HOW TO COMPLETE THIS TASK:
The whole listing is to be given again without alteration, except that its pictures are dropped.

EXERCISE INPUTS:
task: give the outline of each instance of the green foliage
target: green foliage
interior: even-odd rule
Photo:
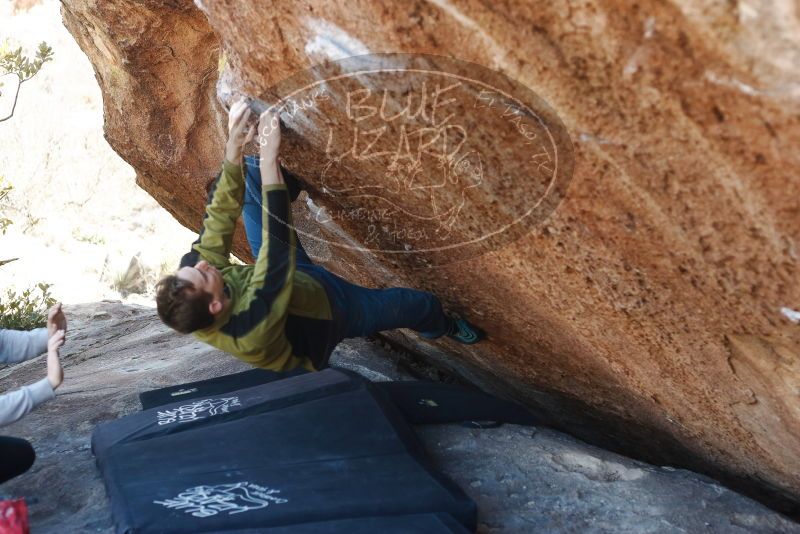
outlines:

YOUR RESPONSE:
task: give the outline of each instance of the green foliage
target: green foliage
interior: even-odd rule
Photo:
outlines:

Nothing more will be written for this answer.